#### Input for this task

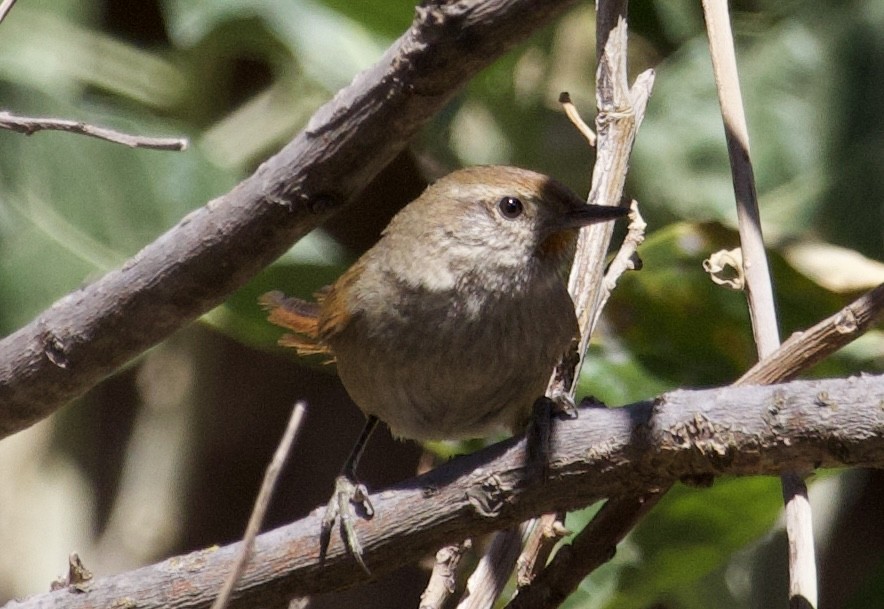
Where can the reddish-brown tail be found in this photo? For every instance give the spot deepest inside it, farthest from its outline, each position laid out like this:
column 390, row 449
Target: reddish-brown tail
column 299, row 316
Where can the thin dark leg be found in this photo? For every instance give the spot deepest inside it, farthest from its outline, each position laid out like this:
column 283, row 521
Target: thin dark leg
column 348, row 491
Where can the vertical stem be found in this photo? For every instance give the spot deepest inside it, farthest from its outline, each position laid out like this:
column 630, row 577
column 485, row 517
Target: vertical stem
column 759, row 291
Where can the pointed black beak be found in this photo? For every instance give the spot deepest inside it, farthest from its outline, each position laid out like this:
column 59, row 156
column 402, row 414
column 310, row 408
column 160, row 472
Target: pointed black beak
column 587, row 214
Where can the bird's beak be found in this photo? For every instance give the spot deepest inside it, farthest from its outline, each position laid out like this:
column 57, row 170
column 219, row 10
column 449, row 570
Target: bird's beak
column 587, row 214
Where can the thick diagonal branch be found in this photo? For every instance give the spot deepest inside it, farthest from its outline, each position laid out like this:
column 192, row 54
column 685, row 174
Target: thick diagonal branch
column 193, row 267
column 605, row 452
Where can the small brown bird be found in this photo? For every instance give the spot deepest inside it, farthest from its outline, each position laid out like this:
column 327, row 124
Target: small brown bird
column 451, row 325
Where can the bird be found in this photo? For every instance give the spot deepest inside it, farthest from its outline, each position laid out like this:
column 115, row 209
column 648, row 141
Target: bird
column 450, row 326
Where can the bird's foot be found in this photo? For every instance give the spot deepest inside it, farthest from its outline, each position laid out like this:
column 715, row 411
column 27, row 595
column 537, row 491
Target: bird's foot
column 348, row 494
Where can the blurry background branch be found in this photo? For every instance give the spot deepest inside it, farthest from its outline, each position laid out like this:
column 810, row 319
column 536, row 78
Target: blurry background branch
column 30, row 125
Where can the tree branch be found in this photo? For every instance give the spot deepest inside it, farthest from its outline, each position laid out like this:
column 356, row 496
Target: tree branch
column 755, row 430
column 214, row 250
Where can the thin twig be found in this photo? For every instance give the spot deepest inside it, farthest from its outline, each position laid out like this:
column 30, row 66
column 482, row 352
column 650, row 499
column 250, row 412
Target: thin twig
column 30, row 125
column 574, row 116
column 5, row 7
column 621, row 110
column 261, row 504
column 759, row 289
column 625, row 259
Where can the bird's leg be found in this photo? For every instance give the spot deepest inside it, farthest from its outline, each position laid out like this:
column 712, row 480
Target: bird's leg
column 539, row 434
column 348, row 490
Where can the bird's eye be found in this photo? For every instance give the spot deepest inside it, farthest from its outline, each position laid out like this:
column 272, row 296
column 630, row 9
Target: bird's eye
column 510, row 207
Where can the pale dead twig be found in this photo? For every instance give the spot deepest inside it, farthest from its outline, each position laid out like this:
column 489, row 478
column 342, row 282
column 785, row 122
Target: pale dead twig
column 30, row 125
column 621, row 110
column 759, row 289
column 261, row 504
column 575, row 118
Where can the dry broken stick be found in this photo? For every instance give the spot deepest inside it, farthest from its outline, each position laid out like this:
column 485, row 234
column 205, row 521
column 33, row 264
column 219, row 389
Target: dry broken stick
column 758, row 287
column 597, row 542
column 31, row 125
column 261, row 504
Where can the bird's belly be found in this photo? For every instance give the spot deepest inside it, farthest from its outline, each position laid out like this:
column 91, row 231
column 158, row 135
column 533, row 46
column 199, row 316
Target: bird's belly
column 432, row 379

########

Exercise details: All of the data needs repeating exactly, but the pictures do not.

Solution to the exercise:
Where can the reddish-brown tail be found in this photo? For every instance give the spot deepest inside it, farthest from its outline, each position laid out like this:
column 390, row 449
Target: reddish-brown tail
column 299, row 316
Where can the thin dark leg be found in this photo? For every instance give the spot deepest inside it, farthest from its outline, each position laid out like this:
column 283, row 521
Target: thin dark leg
column 348, row 491
Where can the vertical stem be found in this photo? For every instance give the spot deepest inside it, farthest from its outline, each position laid out like this:
column 630, row 577
column 485, row 517
Target: vertical stem
column 759, row 291
Where can the pointed black beak be found in this photo? For every instance give the spot deepest inside it, farthest from its outline, each position laid out like this:
column 59, row 156
column 402, row 414
column 310, row 408
column 160, row 472
Target: pointed black beak
column 587, row 214
Where can the bird's beak be found in this photo? For every instance give the spot deepest inside it, farthest from its outline, each position laid out like this:
column 57, row 170
column 219, row 10
column 449, row 570
Target: bird's beak
column 587, row 214
Where can the thick diagonal branch be found in this photo? For every instance give the spot deepest inside it, farthest from its outline, each position laid out like this:
column 192, row 54
column 685, row 174
Target: thick diagonal branch
column 193, row 267
column 605, row 452
Where can the small brown bird be found in this photo? For every instance give the spot deepest inside it, farthest from its outline, each position laid out like this:
column 327, row 124
Target: small brown bird
column 451, row 325
Where can the bird be found in this photo? For every instance give the spot deepest inside it, farthest from its outline, each position laid out like this:
column 115, row 209
column 648, row 141
Target: bird
column 450, row 326
Where can the bird's foot be found in this photo? For every instance give the spot deepest inside it, farthest from its outline, each position laid out like this:
column 715, row 411
column 27, row 595
column 537, row 491
Target: bird's foot
column 348, row 494
Where can the blurry background branch be found in this photo? For every instance give the spot deepest inside it, farthest from its outline, each position laid out like this:
column 810, row 319
column 536, row 78
Target: blurry background branch
column 30, row 125
Where can the tree branch be found in this photo? For every instance give the spot deepest inside it, farthest from its outline, each position laid out like this:
column 356, row 496
Target: tree branch
column 755, row 430
column 214, row 250
Where can the thin twig be found in this photo? For every instance give the spot deepest inside it, farthest from its outline, each position laid out like this:
column 30, row 66
column 482, row 352
column 650, row 499
column 250, row 412
Target: thin twig
column 30, row 125
column 574, row 116
column 5, row 7
column 621, row 110
column 261, row 504
column 759, row 289
column 625, row 259
Where can the bird's leg be found in this photo? For every instance give the spot deepest inside it, farthest from its outline, each position laid out like this:
column 712, row 480
Target: bird's leg
column 539, row 434
column 348, row 490
Where can the bird's eye be found in this photo? For every instance give the spot deepest inside it, farthest from its outline, each position laid out like this:
column 272, row 296
column 630, row 9
Target: bird's eye
column 510, row 207
Where can the pale dead twig be found in this photo? For every instance give the spot deepest inside it, farthest from its outline, each position laid out like this:
column 489, row 478
column 342, row 282
column 785, row 122
Target: pale dead twig
column 30, row 125
column 621, row 110
column 759, row 289
column 261, row 504
column 575, row 118
Where can the dry broken stick be found in this photo? For every instance give the spot deepest inside it, farthest from its outline, each position laid out like this:
column 485, row 234
column 205, row 521
column 33, row 264
column 219, row 389
Target: dry broken stick
column 758, row 287
column 597, row 542
column 31, row 125
column 261, row 504
Where can the bird's belly be found in this photo? For every instance give the spot deepest inside it, farthest from its outline, each position laid out like this:
column 91, row 231
column 158, row 135
column 533, row 46
column 199, row 316
Target: bird's belly
column 432, row 379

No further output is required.